Work item = Please write out the whole listing that follows exactly; the pictures stay out.

Supplied records =
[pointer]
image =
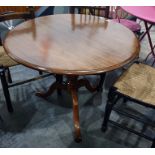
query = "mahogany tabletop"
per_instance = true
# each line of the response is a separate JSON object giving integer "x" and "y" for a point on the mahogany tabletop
{"x": 72, "y": 44}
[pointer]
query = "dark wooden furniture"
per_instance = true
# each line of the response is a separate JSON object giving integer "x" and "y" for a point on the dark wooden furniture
{"x": 11, "y": 13}
{"x": 137, "y": 85}
{"x": 71, "y": 45}
{"x": 102, "y": 11}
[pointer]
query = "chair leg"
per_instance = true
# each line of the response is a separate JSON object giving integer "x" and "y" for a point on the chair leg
{"x": 112, "y": 99}
{"x": 40, "y": 72}
{"x": 6, "y": 91}
{"x": 108, "y": 110}
{"x": 59, "y": 78}
{"x": 9, "y": 78}
{"x": 100, "y": 86}
{"x": 153, "y": 144}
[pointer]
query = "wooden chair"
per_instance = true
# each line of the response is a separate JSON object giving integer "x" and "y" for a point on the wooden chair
{"x": 5, "y": 60}
{"x": 102, "y": 11}
{"x": 97, "y": 12}
{"x": 136, "y": 84}
{"x": 120, "y": 16}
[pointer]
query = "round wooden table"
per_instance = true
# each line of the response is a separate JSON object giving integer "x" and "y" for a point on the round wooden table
{"x": 72, "y": 45}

Solution for this problem =
[pointer]
image =
query = "mahogany tabletop"
per_instance = true
# each line of the response is a separate JSON object giving integer "x" and "y" for a point on the mahogany tabletop
{"x": 72, "y": 44}
[pointer]
query = "dark wooden furniture"
per_instance = true
# each line of the response is a separate JSON object giving integer "x" and "y" for a point on the dark wooden furniture
{"x": 11, "y": 13}
{"x": 137, "y": 85}
{"x": 71, "y": 45}
{"x": 102, "y": 11}
[pointer]
query = "chair leg"
per_instance = true
# each line of the response is a separate JSON object giving integer "x" and "y" for a point on the chair leg
{"x": 112, "y": 99}
{"x": 40, "y": 72}
{"x": 6, "y": 91}
{"x": 108, "y": 110}
{"x": 59, "y": 78}
{"x": 9, "y": 78}
{"x": 100, "y": 86}
{"x": 153, "y": 144}
[pointer]
query = "wooden chair"
per_instance = true
# each line of the response is a separate JSON object giving integer "x" and "y" for a point on the wooden chair
{"x": 5, "y": 60}
{"x": 102, "y": 11}
{"x": 97, "y": 12}
{"x": 136, "y": 84}
{"x": 120, "y": 16}
[pointer]
query = "round wooden table"
per_instance = true
# each line of the response is a separate JSON object giving integer "x" and "y" for a point on the round wooden table
{"x": 72, "y": 45}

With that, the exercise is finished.